PROVIDED DATA Block Start
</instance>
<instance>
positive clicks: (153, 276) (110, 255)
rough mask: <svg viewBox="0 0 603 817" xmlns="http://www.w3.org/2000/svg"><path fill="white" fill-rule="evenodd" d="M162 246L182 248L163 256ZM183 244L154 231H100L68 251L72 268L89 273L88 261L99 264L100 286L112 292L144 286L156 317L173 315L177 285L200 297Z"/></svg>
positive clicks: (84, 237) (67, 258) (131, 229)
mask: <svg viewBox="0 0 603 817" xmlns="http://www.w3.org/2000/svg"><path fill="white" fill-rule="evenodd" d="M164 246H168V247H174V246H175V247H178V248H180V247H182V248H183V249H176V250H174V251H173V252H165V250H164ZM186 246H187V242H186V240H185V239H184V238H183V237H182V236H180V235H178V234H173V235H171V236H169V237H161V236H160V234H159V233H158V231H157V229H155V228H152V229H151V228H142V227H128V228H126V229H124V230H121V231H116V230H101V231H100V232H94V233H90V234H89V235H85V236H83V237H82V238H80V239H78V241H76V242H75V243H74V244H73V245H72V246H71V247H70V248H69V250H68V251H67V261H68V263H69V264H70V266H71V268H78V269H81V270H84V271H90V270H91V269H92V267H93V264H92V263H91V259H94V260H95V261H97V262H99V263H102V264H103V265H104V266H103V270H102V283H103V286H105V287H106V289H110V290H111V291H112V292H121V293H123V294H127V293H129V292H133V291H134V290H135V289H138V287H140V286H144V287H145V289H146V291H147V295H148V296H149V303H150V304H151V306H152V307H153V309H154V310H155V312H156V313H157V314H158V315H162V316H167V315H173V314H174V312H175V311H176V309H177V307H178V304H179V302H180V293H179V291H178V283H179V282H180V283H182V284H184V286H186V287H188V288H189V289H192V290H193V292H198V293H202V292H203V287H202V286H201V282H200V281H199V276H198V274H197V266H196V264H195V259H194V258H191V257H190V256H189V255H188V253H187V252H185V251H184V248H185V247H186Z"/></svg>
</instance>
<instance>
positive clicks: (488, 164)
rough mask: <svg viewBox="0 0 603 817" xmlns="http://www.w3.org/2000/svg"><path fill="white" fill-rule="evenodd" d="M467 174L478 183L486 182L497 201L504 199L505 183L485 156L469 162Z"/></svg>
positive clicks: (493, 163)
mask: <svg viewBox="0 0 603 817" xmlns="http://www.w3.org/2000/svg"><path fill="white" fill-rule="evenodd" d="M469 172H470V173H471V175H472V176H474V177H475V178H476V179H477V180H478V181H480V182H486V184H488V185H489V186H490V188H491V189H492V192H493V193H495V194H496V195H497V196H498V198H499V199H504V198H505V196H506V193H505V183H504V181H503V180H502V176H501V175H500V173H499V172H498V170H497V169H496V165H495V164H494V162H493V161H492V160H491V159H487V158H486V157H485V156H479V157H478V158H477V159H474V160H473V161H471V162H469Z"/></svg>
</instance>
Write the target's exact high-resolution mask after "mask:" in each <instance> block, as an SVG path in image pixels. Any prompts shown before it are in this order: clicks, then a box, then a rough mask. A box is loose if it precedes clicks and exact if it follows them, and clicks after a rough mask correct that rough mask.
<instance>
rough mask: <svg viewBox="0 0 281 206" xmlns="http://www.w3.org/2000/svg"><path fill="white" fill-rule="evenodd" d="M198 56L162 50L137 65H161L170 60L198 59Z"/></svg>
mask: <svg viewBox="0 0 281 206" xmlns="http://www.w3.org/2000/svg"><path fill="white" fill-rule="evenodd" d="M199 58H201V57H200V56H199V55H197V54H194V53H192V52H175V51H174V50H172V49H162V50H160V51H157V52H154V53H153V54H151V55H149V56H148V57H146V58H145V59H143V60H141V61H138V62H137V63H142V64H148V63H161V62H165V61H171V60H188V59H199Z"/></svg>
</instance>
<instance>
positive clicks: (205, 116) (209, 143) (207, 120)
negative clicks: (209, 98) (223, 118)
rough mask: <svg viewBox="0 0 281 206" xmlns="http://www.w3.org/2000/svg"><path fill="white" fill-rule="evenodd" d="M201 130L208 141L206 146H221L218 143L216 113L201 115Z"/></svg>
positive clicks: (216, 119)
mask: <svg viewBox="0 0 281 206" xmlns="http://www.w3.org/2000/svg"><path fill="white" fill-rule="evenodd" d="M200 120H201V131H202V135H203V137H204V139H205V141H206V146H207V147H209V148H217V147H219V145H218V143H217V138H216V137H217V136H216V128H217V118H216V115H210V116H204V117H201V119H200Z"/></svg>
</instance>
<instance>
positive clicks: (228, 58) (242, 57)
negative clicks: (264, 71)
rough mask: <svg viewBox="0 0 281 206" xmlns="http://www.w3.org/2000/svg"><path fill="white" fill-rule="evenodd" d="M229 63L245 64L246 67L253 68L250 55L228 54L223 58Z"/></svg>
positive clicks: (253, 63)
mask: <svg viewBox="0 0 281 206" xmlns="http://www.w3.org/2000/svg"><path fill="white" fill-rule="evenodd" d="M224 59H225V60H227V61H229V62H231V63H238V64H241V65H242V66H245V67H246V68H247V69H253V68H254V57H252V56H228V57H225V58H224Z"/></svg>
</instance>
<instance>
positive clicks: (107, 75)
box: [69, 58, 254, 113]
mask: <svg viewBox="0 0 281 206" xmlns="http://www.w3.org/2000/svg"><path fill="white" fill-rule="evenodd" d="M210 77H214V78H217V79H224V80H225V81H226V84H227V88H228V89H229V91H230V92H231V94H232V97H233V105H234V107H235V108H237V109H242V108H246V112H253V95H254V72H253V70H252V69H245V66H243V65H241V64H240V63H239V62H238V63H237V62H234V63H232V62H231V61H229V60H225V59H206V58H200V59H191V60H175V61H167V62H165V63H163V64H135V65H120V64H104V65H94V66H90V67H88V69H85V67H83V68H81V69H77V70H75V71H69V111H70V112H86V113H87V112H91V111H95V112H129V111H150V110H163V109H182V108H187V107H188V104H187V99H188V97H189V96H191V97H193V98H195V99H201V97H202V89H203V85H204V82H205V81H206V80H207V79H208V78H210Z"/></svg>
PROVIDED DATA Block End
ASSIGNMENT: Render every line of the entries above as a Markdown table with the columns Row and Line, leaving out blank lines.

RESULT OF THIS TASK:
| Row | Line |
|---|---|
| 1 | </instance> |
| 2 | <instance> |
| 3 | positive clicks: (153, 276) (110, 255) |
| 4 | rough mask: <svg viewBox="0 0 603 817" xmlns="http://www.w3.org/2000/svg"><path fill="white" fill-rule="evenodd" d="M162 246L182 248L163 256ZM183 244L154 231H100L68 251L72 268L89 273L88 261L99 264L100 286L112 292L144 286L156 317L173 315L177 285L200 297Z"/></svg> |
| 5 | positive clicks: (84, 237) (67, 258) (131, 229) |
| 6 | mask: <svg viewBox="0 0 603 817" xmlns="http://www.w3.org/2000/svg"><path fill="white" fill-rule="evenodd" d="M164 246H168V247H174V246H175V247H178V248H180V247H182V248H183V249H176V250H174V251H173V252H165V250H164ZM186 246H187V242H186V240H185V239H184V238H183V237H182V236H180V235H178V234H173V235H171V236H169V237H161V236H160V234H159V233H158V231H157V229H155V228H152V229H151V228H142V227H128V228H126V229H124V230H121V231H116V230H101V231H100V232H94V233H90V234H89V235H85V236H83V237H82V238H80V239H78V241H76V242H75V243H74V244H73V245H72V246H71V247H70V248H69V250H68V251H67V261H68V263H69V264H70V266H71V268H78V269H81V270H84V271H90V270H91V269H92V267H93V264H92V263H91V259H94V260H95V261H97V262H99V263H102V264H103V265H104V266H103V270H102V283H103V286H105V287H106V289H110V290H111V291H112V292H121V293H123V294H127V293H129V292H133V291H134V290H135V289H138V287H140V286H144V287H145V289H146V291H147V295H148V296H149V303H150V304H151V306H152V307H153V309H154V310H155V312H156V313H157V314H158V315H162V316H167V315H173V314H174V312H175V311H176V309H177V307H178V304H179V302H180V293H179V291H178V283H179V282H180V283H182V284H184V286H186V287H188V288H189V289H192V290H193V292H198V293H202V292H203V287H202V286H201V282H200V281H199V276H198V274H197V266H196V264H195V259H194V258H191V257H190V256H189V255H188V253H187V252H185V251H184V248H185V247H186Z"/></svg> |
| 7 | </instance> |
| 8 | <instance> |
| 9 | positive clicks: (488, 164) |
| 10 | rough mask: <svg viewBox="0 0 603 817" xmlns="http://www.w3.org/2000/svg"><path fill="white" fill-rule="evenodd" d="M467 174L478 183L486 182L497 201L504 199L505 183L485 156L469 162Z"/></svg> |
| 11 | positive clicks: (493, 163) |
| 12 | mask: <svg viewBox="0 0 603 817" xmlns="http://www.w3.org/2000/svg"><path fill="white" fill-rule="evenodd" d="M469 172H470V173H471V175H472V176H474V177H475V178H476V179H477V180H478V181H480V182H486V184H488V185H489V186H490V188H491V189H492V192H493V193H495V194H496V195H497V196H498V198H499V199H504V198H505V196H506V193H505V183H504V181H503V180H502V176H501V175H500V173H499V172H498V170H497V169H496V165H495V164H494V162H493V161H492V160H491V159H487V158H486V157H485V156H479V157H478V158H477V159H474V160H473V161H471V162H469Z"/></svg> |
| 13 | </instance> |
| 14 | Write the target's exact high-resolution mask after "mask:" in each <instance> block, as an SVG path in image pixels. Any prompts shown before it are in this order: clicks, then a box, then a rough mask. A box is loose if it precedes clicks and exact if it follows them, and clicks after a rough mask correct that rough mask. |
| 15 | <instance> |
| 16 | rough mask: <svg viewBox="0 0 281 206" xmlns="http://www.w3.org/2000/svg"><path fill="white" fill-rule="evenodd" d="M198 56L162 50L137 65H161L170 60L198 59Z"/></svg> |
| 17 | mask: <svg viewBox="0 0 281 206" xmlns="http://www.w3.org/2000/svg"><path fill="white" fill-rule="evenodd" d="M199 58H201V57H200V56H199V55H197V54H194V53H192V52H175V51H174V50H172V49H162V50H160V51H157V52H154V53H153V54H151V55H149V56H148V57H146V58H145V59H143V60H141V61H138V62H137V63H142V64H148V63H161V62H165V61H171V60H188V59H199Z"/></svg> |
| 18 | </instance> |
| 19 | <instance> |
| 20 | positive clicks: (205, 116) (209, 143) (207, 120) |
| 21 | negative clicks: (209, 98) (223, 118) |
| 22 | rough mask: <svg viewBox="0 0 281 206" xmlns="http://www.w3.org/2000/svg"><path fill="white" fill-rule="evenodd" d="M201 130L208 141L206 146H221L218 143L216 113L201 115Z"/></svg> |
| 23 | positive clicks: (216, 119) |
| 24 | mask: <svg viewBox="0 0 281 206" xmlns="http://www.w3.org/2000/svg"><path fill="white" fill-rule="evenodd" d="M200 120H201V131H202V135H203V137H204V139H205V141H206V146H207V147H209V148H217V147H219V145H218V143H217V138H216V137H217V136H216V128H217V118H216V115H210V116H204V117H201V119H200Z"/></svg> |
| 25 | </instance> |
| 26 | <instance> |
| 27 | positive clicks: (228, 58) (242, 57) |
| 28 | negative clicks: (264, 71) |
| 29 | rough mask: <svg viewBox="0 0 281 206" xmlns="http://www.w3.org/2000/svg"><path fill="white" fill-rule="evenodd" d="M229 63L245 64L246 67L253 68L250 55L228 54L223 58Z"/></svg> |
| 30 | positive clicks: (253, 63) |
| 31 | mask: <svg viewBox="0 0 281 206" xmlns="http://www.w3.org/2000/svg"><path fill="white" fill-rule="evenodd" d="M224 59H225V60H227V61H229V62H231V63H238V64H241V65H242V66H245V67H246V68H247V69H253V68H254V57H252V56H228V57H225V58H224Z"/></svg> |
| 32 | </instance> |
| 33 | <instance> |
| 34 | positive clicks: (107, 75) |
| 35 | box: [69, 58, 254, 113] |
| 36 | mask: <svg viewBox="0 0 281 206" xmlns="http://www.w3.org/2000/svg"><path fill="white" fill-rule="evenodd" d="M210 77H214V78H217V79H224V80H225V81H226V84H227V88H228V89H229V91H230V92H231V94H232V97H233V105H234V107H235V108H237V109H242V108H246V112H253V95H254V72H253V70H252V69H245V66H243V65H241V64H240V63H239V62H238V63H237V62H234V63H232V62H231V61H229V60H225V59H206V58H200V59H191V60H175V61H167V62H165V63H163V64H135V65H120V64H104V65H94V66H90V67H88V69H85V67H83V68H81V69H77V70H75V71H69V111H70V112H86V113H87V112H91V111H95V112H129V111H150V110H163V109H182V108H187V107H188V104H187V99H188V97H189V96H191V97H193V98H195V99H201V97H202V89H203V85H204V82H205V81H206V80H207V79H208V78H210Z"/></svg> |